WHAT TO DO -
Your answer should be one number: the count of lines in these entries that hold the word "frame".

DATASET EXTRACT -
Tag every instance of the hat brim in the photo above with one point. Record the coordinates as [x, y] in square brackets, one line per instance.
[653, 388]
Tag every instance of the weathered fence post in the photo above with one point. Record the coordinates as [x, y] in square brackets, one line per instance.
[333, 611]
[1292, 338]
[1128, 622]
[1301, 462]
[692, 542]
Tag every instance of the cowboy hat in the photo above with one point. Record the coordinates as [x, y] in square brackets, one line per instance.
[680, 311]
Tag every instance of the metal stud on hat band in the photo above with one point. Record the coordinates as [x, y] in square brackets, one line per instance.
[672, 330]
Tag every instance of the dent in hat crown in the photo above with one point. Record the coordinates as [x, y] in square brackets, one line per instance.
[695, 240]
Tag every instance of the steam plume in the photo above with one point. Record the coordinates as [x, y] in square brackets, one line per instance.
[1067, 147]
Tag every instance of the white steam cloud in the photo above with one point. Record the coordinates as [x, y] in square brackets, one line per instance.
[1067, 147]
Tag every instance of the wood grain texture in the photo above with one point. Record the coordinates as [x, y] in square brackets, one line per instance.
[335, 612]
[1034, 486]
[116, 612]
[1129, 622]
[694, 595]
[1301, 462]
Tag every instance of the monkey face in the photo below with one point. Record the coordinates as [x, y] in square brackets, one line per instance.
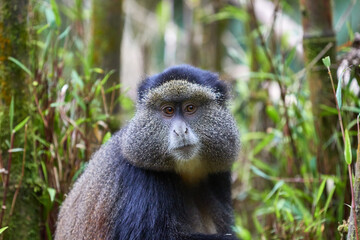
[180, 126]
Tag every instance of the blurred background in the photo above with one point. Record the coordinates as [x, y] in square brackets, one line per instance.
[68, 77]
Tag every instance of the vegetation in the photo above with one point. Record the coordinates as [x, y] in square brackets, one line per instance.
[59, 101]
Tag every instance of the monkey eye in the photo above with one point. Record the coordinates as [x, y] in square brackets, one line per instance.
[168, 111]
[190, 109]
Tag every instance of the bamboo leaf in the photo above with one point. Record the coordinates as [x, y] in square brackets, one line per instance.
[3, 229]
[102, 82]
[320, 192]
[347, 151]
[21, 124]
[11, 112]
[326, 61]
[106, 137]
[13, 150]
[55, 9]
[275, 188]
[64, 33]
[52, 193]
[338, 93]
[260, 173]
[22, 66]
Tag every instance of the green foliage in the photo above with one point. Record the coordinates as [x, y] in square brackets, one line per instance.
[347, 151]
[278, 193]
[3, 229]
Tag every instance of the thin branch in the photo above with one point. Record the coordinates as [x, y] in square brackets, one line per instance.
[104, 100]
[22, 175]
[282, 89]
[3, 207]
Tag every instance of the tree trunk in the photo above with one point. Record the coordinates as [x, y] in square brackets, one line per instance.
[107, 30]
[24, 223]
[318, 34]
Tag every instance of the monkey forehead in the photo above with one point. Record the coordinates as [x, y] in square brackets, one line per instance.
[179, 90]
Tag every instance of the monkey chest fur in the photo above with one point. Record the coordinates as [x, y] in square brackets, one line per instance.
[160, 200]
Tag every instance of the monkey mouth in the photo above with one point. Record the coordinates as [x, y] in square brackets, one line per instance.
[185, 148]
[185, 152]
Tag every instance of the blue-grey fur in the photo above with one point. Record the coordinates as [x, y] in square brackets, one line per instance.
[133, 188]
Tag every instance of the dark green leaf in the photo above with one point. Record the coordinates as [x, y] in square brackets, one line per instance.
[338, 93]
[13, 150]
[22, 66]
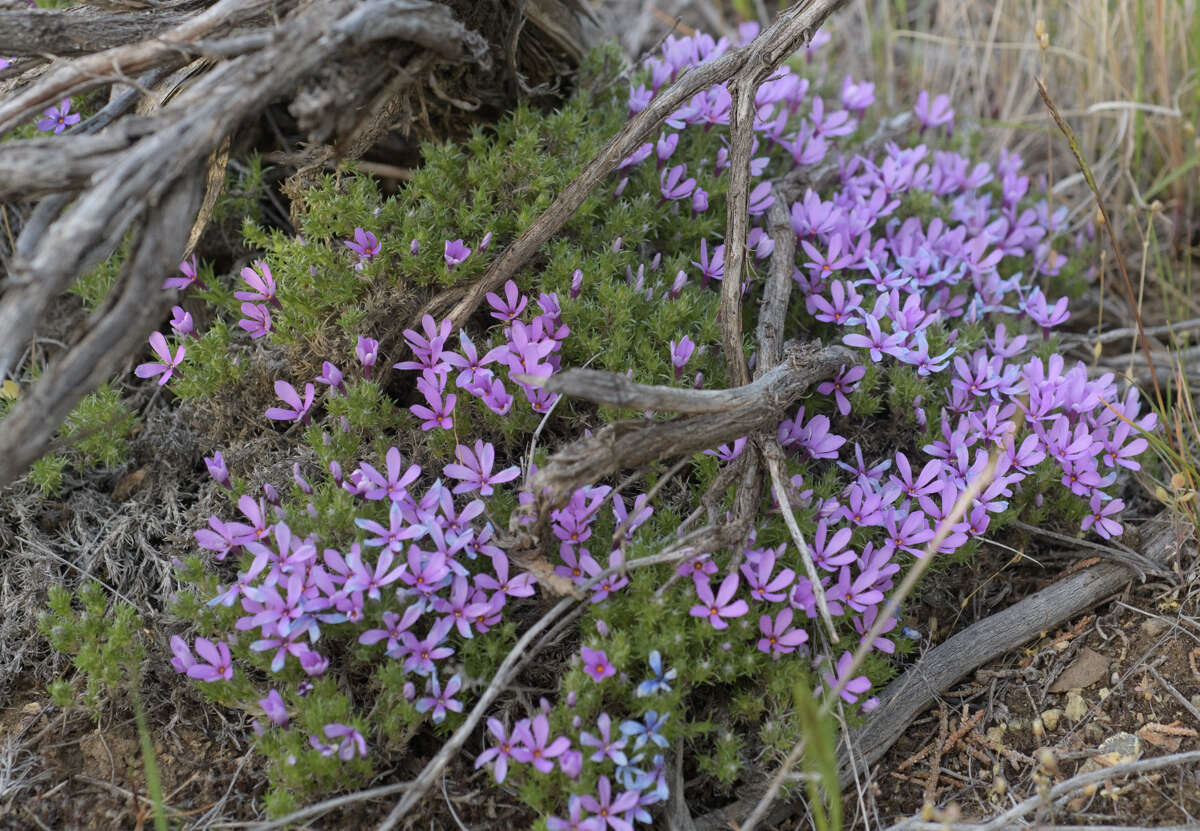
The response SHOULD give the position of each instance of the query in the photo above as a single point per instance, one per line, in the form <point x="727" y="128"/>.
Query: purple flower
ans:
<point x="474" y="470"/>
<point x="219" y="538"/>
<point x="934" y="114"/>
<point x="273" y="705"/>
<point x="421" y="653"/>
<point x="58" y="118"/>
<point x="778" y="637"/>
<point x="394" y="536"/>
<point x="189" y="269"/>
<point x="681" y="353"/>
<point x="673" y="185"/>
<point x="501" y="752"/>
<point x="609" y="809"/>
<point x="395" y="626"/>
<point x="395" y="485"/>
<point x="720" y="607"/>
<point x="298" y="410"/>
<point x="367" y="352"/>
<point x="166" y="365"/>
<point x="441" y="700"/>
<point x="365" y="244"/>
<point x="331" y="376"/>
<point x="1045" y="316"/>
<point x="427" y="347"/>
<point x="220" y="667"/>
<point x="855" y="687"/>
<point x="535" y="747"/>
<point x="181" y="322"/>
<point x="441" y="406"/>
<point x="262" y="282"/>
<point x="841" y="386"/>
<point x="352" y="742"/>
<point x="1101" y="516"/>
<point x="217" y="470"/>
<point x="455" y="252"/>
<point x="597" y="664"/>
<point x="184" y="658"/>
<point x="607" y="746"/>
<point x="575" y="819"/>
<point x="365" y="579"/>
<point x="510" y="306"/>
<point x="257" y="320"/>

* * *

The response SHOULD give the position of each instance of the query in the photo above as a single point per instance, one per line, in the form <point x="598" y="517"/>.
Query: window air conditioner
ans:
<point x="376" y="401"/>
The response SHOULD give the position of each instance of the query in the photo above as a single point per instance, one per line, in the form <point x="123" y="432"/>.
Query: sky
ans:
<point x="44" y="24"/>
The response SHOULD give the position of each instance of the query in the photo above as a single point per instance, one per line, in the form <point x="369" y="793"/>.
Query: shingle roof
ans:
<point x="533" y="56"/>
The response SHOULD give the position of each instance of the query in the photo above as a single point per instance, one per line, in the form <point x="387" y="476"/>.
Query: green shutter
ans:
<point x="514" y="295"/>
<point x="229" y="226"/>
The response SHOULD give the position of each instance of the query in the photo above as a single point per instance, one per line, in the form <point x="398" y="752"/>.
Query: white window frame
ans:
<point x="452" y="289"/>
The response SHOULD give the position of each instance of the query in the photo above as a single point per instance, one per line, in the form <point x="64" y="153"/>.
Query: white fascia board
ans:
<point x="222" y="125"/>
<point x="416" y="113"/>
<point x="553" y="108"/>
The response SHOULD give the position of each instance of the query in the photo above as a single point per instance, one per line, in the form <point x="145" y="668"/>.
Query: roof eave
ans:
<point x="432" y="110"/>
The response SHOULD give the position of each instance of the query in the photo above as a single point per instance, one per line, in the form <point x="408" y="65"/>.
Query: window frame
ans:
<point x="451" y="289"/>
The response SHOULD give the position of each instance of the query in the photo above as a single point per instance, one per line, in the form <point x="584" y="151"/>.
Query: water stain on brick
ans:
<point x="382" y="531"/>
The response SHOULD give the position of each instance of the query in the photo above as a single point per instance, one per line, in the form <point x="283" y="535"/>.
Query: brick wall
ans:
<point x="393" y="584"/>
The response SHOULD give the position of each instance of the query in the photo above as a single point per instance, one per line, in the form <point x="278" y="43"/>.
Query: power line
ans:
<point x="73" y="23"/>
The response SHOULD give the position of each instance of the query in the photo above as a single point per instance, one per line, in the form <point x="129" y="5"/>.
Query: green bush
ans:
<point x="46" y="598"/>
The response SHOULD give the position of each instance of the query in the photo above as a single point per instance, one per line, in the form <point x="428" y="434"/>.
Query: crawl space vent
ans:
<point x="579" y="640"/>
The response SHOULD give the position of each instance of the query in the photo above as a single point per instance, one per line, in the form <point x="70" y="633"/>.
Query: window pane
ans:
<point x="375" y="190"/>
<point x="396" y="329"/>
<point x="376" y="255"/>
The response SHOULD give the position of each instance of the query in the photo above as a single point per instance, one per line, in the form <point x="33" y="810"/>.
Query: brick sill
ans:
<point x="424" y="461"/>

SOLUTION BELOW -
2